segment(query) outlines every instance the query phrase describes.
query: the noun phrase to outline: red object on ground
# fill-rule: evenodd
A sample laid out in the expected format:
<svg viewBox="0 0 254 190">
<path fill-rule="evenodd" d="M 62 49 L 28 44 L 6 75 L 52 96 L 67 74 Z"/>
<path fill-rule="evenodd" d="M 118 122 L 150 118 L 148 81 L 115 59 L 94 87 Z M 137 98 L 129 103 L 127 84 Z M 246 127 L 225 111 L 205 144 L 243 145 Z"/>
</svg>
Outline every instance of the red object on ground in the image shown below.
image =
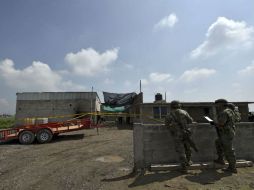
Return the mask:
<svg viewBox="0 0 254 190">
<path fill-rule="evenodd" d="M 102 126 L 93 124 L 90 118 L 46 124 L 25 125 L 0 130 L 0 142 L 19 139 L 21 144 L 31 144 L 36 138 L 39 143 L 47 143 L 51 141 L 53 135 L 97 127 Z"/>
</svg>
###
> HOW TO COMPLETE THIS TASK: If the material above contains pictures, exclude them from an otherwise exact transcription.

> OUTPUT OF THE EXERCISE:
segment(query) outlines every instance the query phrase describes.
query: the noun phrase to outline: red object on ground
# fill-rule: evenodd
A sample laid out in the expected format:
<svg viewBox="0 0 254 190">
<path fill-rule="evenodd" d="M 62 49 L 28 44 L 6 75 L 52 96 L 67 74 Z"/>
<path fill-rule="evenodd" d="M 118 122 L 150 118 L 148 81 L 115 59 L 94 87 Z M 137 98 L 129 103 L 127 84 Z M 246 127 L 225 111 L 205 144 L 243 145 Z"/>
</svg>
Outline every instance of the red object on ground in the image shown below.
image =
Return the mask:
<svg viewBox="0 0 254 190">
<path fill-rule="evenodd" d="M 102 126 L 93 124 L 90 118 L 46 124 L 25 125 L 0 130 L 0 142 L 19 139 L 21 144 L 31 144 L 36 138 L 39 143 L 47 143 L 51 141 L 53 135 L 97 127 Z"/>
</svg>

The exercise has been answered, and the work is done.